----- Supplied text -----
Guest Essay

Lenfest News Philanthropy Summit: The marketplace model for local news

Rethinking sustainability beyond lifeboat logic

By Ruby Jones

July 16, 2026

Ruby Jones at the 2026 Summit. Photo: Rachel Wisniewski

This essay is part of a series of reflections from the 2026 Lenfest News Philanthropy Summit sharing insights, lessons learned, and key takeaways from the conference, which was hosted in partnership with Press Forward. Access additional Summit resources here. 

I arrived at the Lenfest News Philanthropy Summit searching for clarity about a question at the center of local journalism’s future: How do we build durable local news models in a moment when funding is tighter, advertising has shifted, and the old rules no longer apply?

That question stayed with me as I wandered through Philadelphia, a city shaped by reinvention, endurance, and the weight of American history. In the crowded aisles of Reading Terminal Market, the answer began to take shape.

The market was loud, kinetic and generous. I was struck by the variety of vendors, but even more by the structure itself. Many businesses, distinct in flavor, history, and clientele, were thriving under one roof. None had to become identical in order to belong.
----- Data shown -----
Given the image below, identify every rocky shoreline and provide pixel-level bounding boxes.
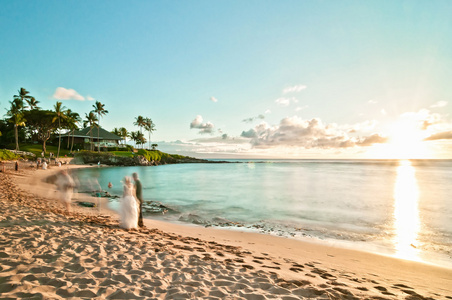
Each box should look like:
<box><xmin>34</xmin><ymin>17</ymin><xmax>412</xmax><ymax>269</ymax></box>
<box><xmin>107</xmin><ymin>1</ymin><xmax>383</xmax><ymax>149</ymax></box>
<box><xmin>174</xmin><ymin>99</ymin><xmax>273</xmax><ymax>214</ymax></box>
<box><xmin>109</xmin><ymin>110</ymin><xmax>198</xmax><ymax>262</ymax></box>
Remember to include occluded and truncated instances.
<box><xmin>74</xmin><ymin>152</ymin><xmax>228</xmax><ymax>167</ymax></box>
-----
----- Data shown -----
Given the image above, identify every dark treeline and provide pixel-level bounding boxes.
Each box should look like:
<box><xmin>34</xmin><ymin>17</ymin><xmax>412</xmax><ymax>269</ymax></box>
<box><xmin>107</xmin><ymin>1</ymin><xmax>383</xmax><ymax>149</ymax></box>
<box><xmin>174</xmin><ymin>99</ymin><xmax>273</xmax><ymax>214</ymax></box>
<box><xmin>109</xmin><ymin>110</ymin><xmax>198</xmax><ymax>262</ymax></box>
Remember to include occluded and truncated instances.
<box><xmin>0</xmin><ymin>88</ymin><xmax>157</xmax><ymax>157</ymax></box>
-----
----- Data shown -----
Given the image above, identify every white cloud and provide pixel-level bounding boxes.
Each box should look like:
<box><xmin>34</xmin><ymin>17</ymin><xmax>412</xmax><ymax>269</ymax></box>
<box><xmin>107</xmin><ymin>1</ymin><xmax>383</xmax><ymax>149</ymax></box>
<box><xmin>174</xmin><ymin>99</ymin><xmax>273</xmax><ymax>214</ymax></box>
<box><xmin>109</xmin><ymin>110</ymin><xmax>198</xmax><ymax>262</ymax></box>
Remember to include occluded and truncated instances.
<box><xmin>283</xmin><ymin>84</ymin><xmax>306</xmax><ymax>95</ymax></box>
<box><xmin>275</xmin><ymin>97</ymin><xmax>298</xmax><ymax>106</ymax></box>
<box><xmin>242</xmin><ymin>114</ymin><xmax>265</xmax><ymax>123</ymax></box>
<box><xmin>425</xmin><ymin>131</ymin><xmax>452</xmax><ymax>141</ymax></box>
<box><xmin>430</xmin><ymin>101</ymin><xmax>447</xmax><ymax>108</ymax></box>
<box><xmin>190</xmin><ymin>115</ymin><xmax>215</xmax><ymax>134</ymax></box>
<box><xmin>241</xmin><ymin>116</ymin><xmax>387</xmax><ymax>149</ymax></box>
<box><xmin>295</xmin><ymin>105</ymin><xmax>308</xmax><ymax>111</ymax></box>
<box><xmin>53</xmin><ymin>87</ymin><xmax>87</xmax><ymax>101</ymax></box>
-----
Exercises to complete:
[1] State how many lines of the rows contain the string "Given", treating case as significant, and give only that number.
[2] Carry on the essay about building local news models, picking up right after its final sentence.

Solved problems:
[1] 3

[2]
2026 Lenfest News Philanthropy Summit attendees at Reading Terminal Market. Photo: Hannah Yoon

Their strength came from density, abundance, and the tendency for people to gather where many forms of value coexist. Journalism should aspire to the same.

After two decades of technological and consumer change, journalism too often behaves according to a lifeboat logic. To borrow Garrett Hardin’s infamous metaphor, protect what is yours, ration access, and assume there is not enough room for everyone.

The Summit presented a different possibility. Over three days, speakers returned to the same conclusion: sustainable local news depends on trust, collaboration, diversification, and shared infrastructure, not isolation and panic.

From crisis narrative to community benefit

The most useful lesson I took from the Summit was that the local news case must be reframed.

One Press Forward presentation found that 96 percent of respondents believe local news helps build a stronger community. More than 80 percent said they can easily find trustworthy local news, and audiences responded better to language about community benefit than to narratives about “saving” journalism.

The guidance was explicit. Lead with strengths and opportunities, not deficits. Talk about local news as a connector, an accountability tool, and a source of practical information people need in daily life.

For years, journalism has relied on institutional pleading, asking the public to recognize that it is essential, endangered, and worthy of rescue. Yet people do not need to be persuaded that something matters when they are given the opportunity to experience its value firsthand. 

When communities are invited into storytelling, listening sessions, and public-facing engagement, local news becomes less extractive and more relational. Instead of being convinced of its value, people encounter it directly. Participatory journalism may be one of the strongest sustainability strategies available to local news.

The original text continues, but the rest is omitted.